Document text ▸
□ □ □ □

Speaking of cut too high, here's a zeon lawn we manage. Way too high, but that's the way he likes it.

Took this photo yesterday. Bank on right was bare clay and weeds when we started here in the spring.

I like it better short, but i guess it comes down to personal preference.


----------



## TN Hawkeye (May 7, 2018)

First of all, love the name. 2nd of all the lawn looks great. I cut my lawn at a little taller than yours before I decided to transition it all to Bermuda. It looked thick, not as thick as yours, but full and was soft on the feet. However once I lowered my height of cut I realized that it was the top growth that made it look so thick. Underneath it was sort of thin. Imagine a bunch of people standing together. Each one has an open umbrella. From above it looks like a solid surface of umbrellas. But there is still space between the people. Now add more people, give everyone a smaller umbrella and move them closer together. Same look from above but more dense underneath. That's what mowing shorter will do. You are miles ahead of where I started. You have a beautiful lawn no matter which way you choose to go.


----------



## ThickLawnThickWife (Jul 23, 2018)

jonthepain said:


> I was going to post something pithy but then i went back to check your screen name, and I'm laughing so hard i forgot what i was going to say.
> 
> Lawn looks great btw
> 
> ...


Thanks!!
I was trying to come up with a screen name when I looked up and saw my beautiful wife standing in my beautiful lawn....put them together and viola my screen. If you happen to remember your comment please share. I am very interested in learning more about lawn care.


----------

□ □ □ □

Information provided ▸
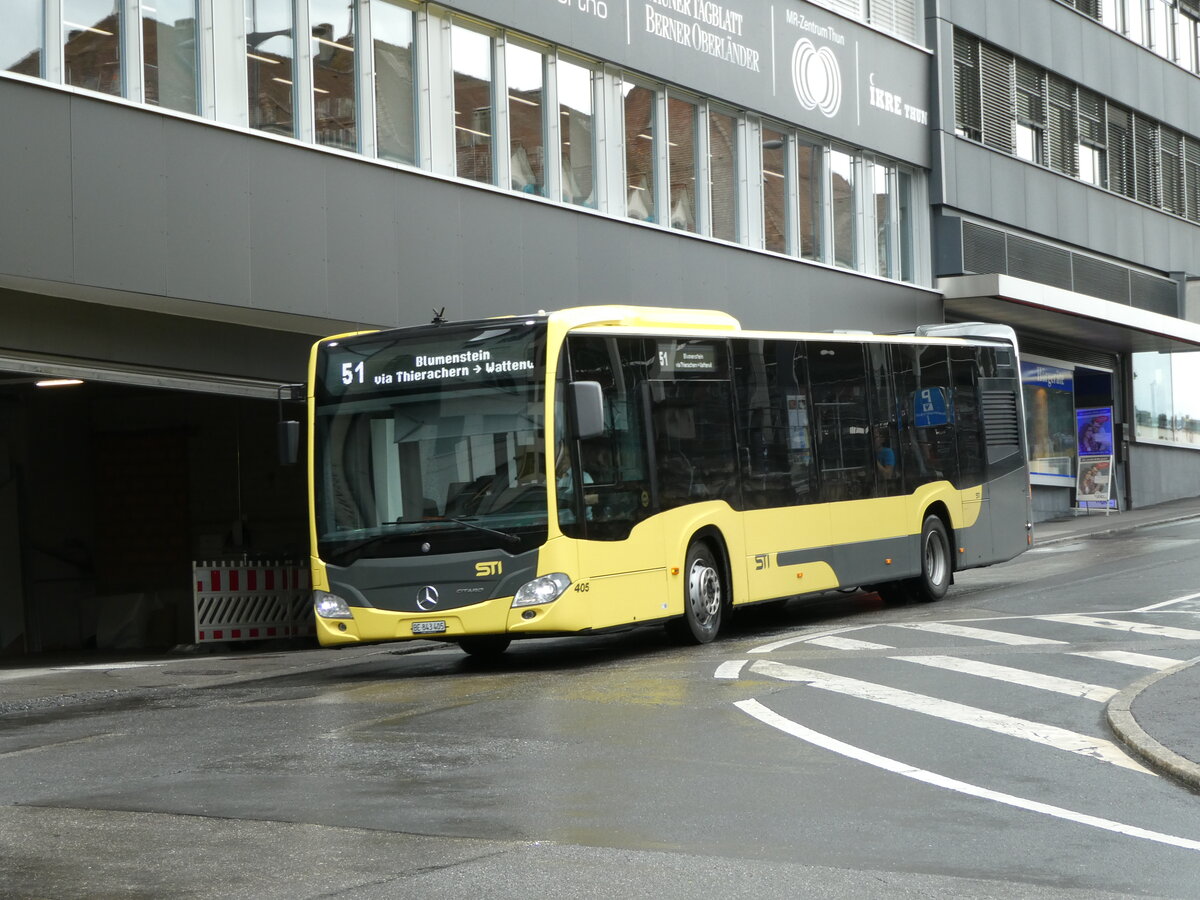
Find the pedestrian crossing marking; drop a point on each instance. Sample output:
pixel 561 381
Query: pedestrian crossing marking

□ □ □ □

Work to be completed ▸ Reproduce the lawn-care thread word for word from "First of all, love" to "(Jul 23, 2018)". The material above stands apart from the lawn-care thread.

Reply ▸
First of all, love the name. 2nd of all the lawn looks great. I cut my lawn at a little taller than yours before I decided to transition it all to Bermuda. It looked thick, not as thick as yours, but full and was soft on the feet. However once I lowered my height of cut I realized that it was the top growth that made it look so thick. Underneath it was sort of thin. Imagine a bunch of people standing together. Each one has an open umbrella. From above it looks like a solid surface of umbrellas. But there is still space between the people. Now add more people, give everyone a smaller umbrella and move them closer together. Same look from above but more dense underneath. That's what mowing shorter will do. You are miles ahead of where I started. You have a beautiful lawn no matter which way you choose to go.


----------



## ThickLawnThickWife (Jul 23, 2018)